Rework the passage on Robert Kennedy's death, starting with "Kennedy died of" and going on through "King's closest aides.", so that "aides" becomes "advisers".

### [DOCUMENT SECTION]

--*--

Kennedy died of his wounds 26 hours later, leaving the question 50 years later of how America might have been different if Kennedy had lived and gone on to win the presidency.
Coming less than two months after Martin Luther King Jr's assassination, for many Kennedy's death ended the revival of American liberalism.
"King had prepared us for his death, and after it [MLK's death] happened, there was no weeping, we immediately started figuring out how we were going to carry on the Poor People's Campaign," says Andrew Young, one of King's closest aides.
But that maintenance of effort was scuppered by Kennedy's death.
"That was when I broke down," says Young. "I think that the rational liberal democratic socialist view of the world, from Franklin Roosevelt all the way to Lyndon Johnson, was really cut short by the assassinations of Martin Luther King and Robert Kennedy."
The loss of such strong voices advocating traditional liberal policies also meant there was no-one to counter emerging criticism of those polices from the likes of Richard Nixon and then Ronald Reagan, argues Jeremi Suri, a history professor and author.
"American would certainly be different today had Kennedy lived," says Suri. "We would not have had as strong a swing to the right, and the partisanship in our society now would look different."
Suri says that if the disillusionment in the Democratic Party in the 1970s - discrediting many traditional policies - had not happened, there would not have been a Jimmy Carter presidency and probably not a Bill Clinton one either.
Carter and Clinton were Democrats who moved away from traditional LBJ-style government programmes, he says. And they wanted to show that they were making government smaller, not bigger. This meant they were less interventionist in personal choices about issues like gun ownership and local control of schools.

--*--

### [DATASET]

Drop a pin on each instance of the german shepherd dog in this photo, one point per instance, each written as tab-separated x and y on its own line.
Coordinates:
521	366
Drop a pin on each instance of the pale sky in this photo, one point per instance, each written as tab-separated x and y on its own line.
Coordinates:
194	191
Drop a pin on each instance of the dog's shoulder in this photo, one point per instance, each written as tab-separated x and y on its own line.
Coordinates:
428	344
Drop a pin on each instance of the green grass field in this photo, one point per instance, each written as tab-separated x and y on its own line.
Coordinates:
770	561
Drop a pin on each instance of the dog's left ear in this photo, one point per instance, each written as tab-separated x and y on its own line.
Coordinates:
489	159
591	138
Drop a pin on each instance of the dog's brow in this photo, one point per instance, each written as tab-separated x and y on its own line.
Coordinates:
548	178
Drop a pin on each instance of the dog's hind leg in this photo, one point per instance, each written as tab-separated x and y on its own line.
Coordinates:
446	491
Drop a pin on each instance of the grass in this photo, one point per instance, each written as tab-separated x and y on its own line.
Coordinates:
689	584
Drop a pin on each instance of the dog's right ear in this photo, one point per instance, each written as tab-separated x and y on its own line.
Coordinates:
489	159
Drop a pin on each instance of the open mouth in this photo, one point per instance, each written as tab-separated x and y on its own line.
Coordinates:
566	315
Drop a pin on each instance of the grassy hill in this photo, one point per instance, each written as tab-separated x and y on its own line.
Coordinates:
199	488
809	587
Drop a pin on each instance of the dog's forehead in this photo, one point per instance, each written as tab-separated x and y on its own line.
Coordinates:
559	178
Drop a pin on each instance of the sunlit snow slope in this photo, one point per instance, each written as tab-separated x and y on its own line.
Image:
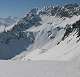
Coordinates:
52	33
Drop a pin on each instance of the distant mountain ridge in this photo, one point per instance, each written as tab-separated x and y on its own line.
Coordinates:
40	33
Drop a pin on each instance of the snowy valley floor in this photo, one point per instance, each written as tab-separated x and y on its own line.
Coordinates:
40	69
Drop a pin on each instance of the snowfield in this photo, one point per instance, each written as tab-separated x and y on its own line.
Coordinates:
40	69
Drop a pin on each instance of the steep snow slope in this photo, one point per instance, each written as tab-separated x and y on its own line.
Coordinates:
48	44
40	35
7	23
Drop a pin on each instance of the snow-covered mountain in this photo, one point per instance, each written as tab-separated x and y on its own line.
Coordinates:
7	22
52	33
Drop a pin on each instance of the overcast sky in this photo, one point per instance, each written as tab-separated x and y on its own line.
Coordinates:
18	8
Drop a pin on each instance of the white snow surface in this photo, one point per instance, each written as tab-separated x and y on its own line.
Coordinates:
45	48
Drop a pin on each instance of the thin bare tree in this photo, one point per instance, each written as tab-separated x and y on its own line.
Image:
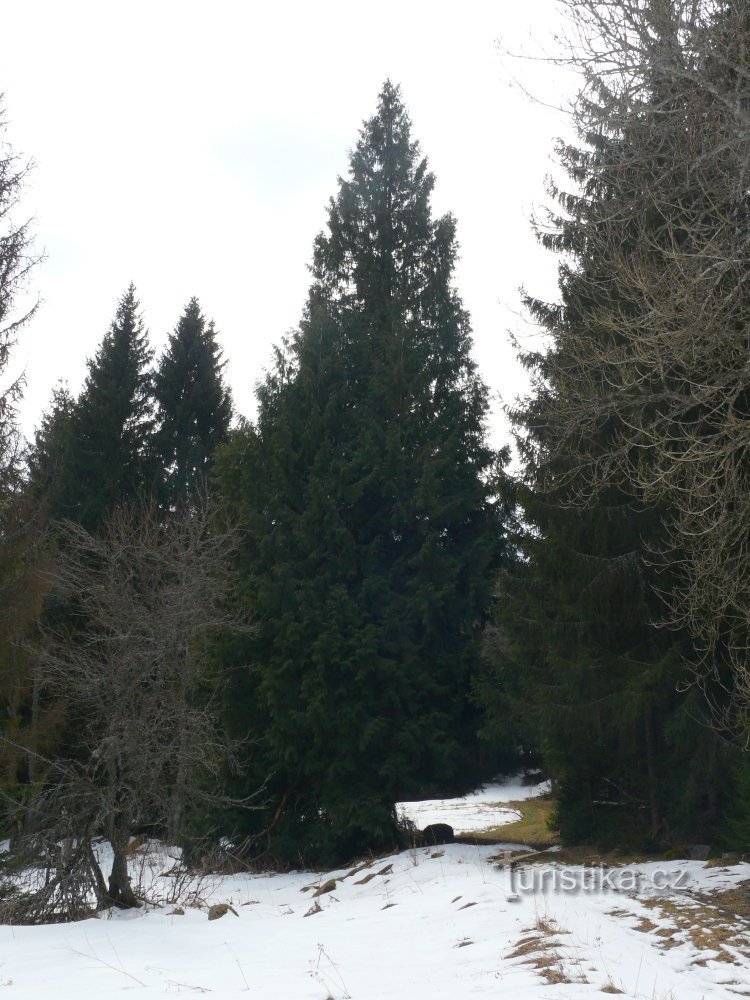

--*--

### [REPLY]
Kennedy died of his wounds 26 hours later, leaving the question 50 years later of how America might have been different if Kennedy had lived and gone on to win the presidency.
Coming less than two months after Martin Luther King Jr's assassination, for many Kennedy's death ended the revival of American liberalism.
"King had prepared us for his death, and after it [MLK's death] happened, there was no weeping, we immediately started figuring out how we were going to carry on the Poor People's Campaign," says Andrew Young, one of King's closest advisers.